**EXERCISE DATA:**
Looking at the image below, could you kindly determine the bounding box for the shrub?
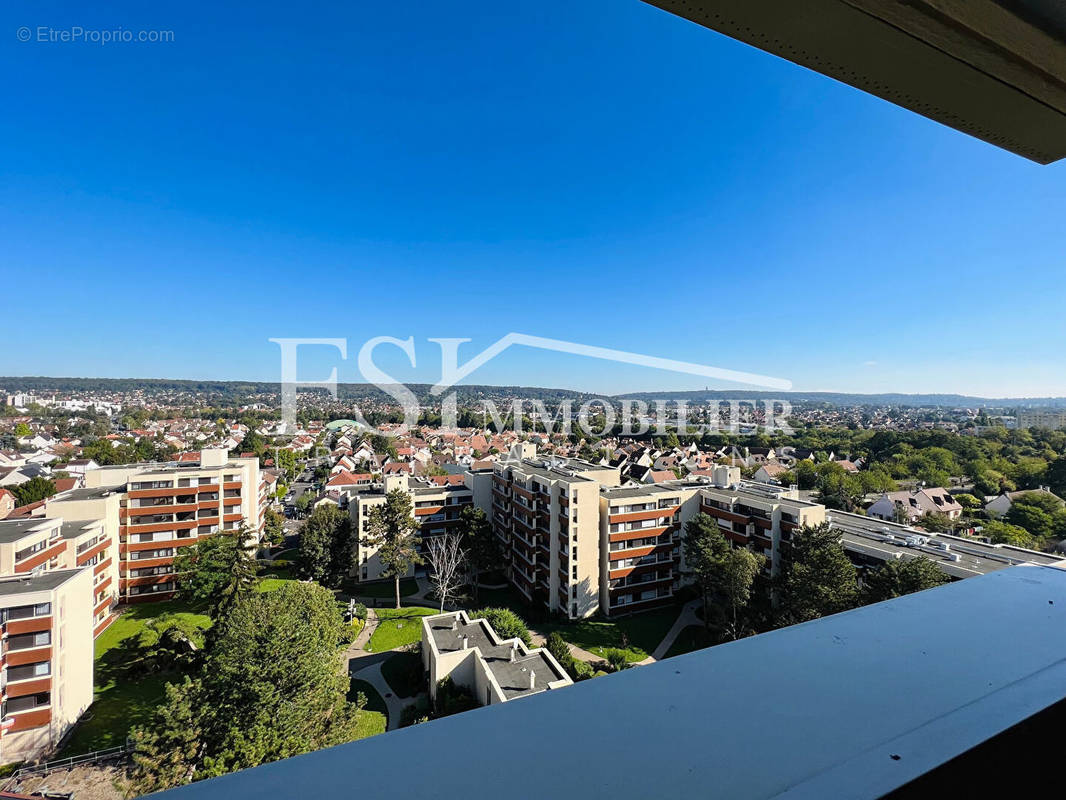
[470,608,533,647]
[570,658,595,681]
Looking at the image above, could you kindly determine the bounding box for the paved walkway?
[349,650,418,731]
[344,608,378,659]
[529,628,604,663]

--

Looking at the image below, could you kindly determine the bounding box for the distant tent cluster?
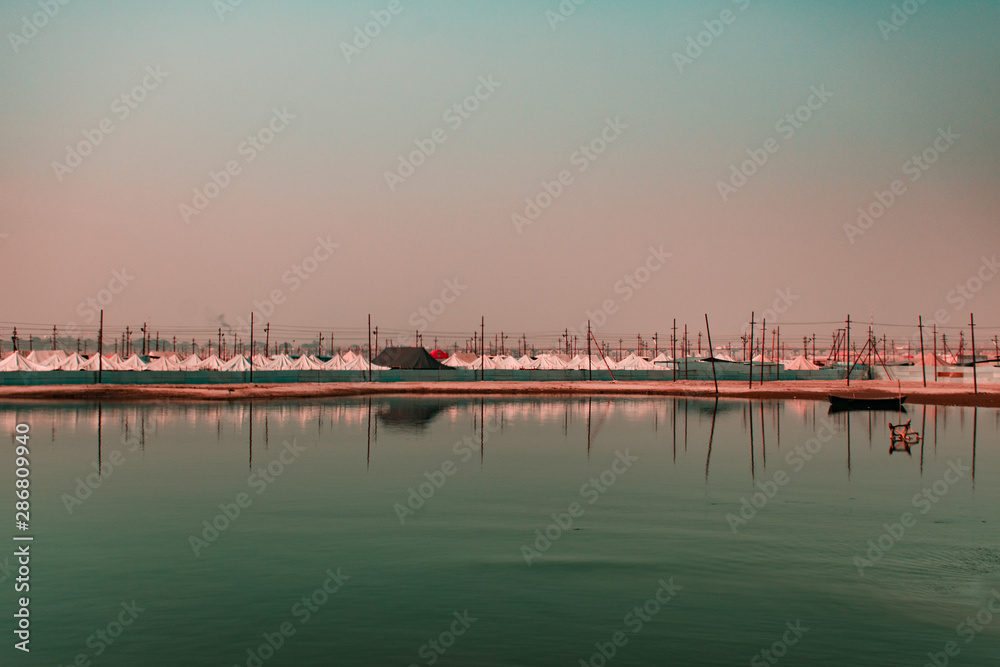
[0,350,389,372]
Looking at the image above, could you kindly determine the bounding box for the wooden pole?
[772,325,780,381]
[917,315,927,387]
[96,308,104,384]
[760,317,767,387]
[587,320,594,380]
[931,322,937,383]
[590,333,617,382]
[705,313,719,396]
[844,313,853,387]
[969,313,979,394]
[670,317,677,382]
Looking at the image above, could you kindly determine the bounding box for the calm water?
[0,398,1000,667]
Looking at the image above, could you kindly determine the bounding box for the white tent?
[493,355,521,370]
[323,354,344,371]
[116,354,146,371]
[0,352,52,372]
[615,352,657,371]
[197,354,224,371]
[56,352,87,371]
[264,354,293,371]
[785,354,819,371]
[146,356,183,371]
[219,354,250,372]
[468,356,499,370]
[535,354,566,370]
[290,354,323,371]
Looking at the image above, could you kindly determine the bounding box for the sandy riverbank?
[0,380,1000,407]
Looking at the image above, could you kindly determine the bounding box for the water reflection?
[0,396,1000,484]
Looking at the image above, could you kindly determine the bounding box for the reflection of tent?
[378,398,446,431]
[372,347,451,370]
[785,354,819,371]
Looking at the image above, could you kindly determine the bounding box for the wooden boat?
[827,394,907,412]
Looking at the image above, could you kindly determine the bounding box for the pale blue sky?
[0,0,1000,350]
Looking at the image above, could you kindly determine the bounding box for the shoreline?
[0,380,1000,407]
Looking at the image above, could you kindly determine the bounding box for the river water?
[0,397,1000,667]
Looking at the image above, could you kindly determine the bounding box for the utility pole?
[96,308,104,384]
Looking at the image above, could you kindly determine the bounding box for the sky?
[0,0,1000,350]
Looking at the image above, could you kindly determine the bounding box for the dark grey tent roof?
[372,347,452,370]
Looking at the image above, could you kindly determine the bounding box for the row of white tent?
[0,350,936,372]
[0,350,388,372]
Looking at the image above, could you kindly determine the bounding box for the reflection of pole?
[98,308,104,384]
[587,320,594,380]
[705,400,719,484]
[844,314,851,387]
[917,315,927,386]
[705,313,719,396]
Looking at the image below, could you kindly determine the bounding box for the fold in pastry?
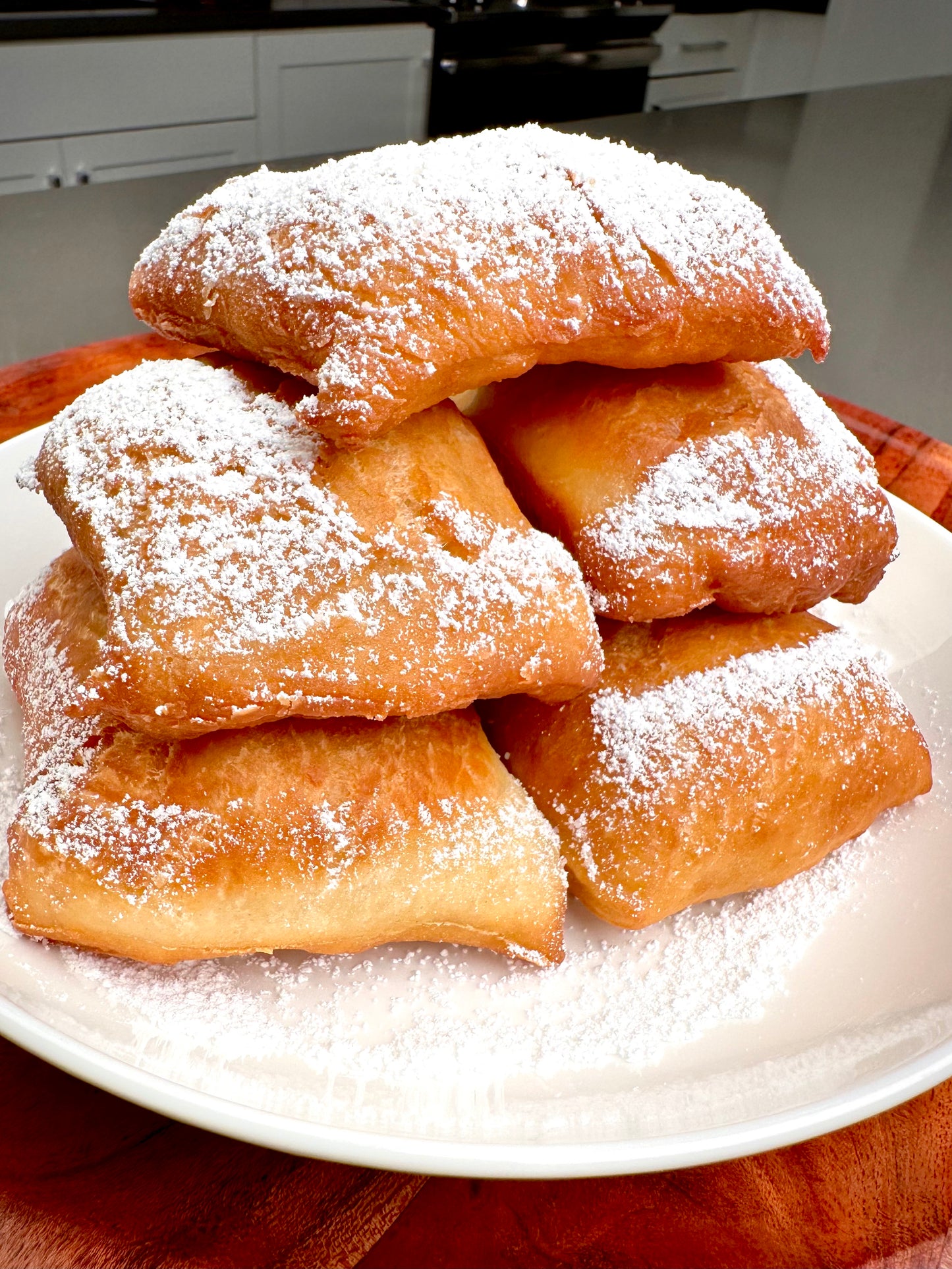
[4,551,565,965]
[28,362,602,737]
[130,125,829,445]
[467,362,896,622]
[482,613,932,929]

**DIRECTIONS:** Could you reproduce the part of the material that opens with the line containing "reflection of pole?" and closes with the line containing "[482,613,932,929]", keeping the requests and increasing every bounding-box coordinate by 107? Leave the pictures out.

**EXERCISE ANSWER:**
Looking at the image above, could you kindly determine the bounding box for the reflection of pole?
[205,415,211,491]
[694,427,701,487]
[812,507,826,591]
[951,421,958,494]
[1024,422,1034,493]
[812,420,826,503]
Looking at the image below, could you kindly determine the bounding box for the fold in pastry?
[111,658,672,1072]
[135,469,709,844]
[237,232,936,552]
[574,469,1003,729]
[589,720,1039,1036]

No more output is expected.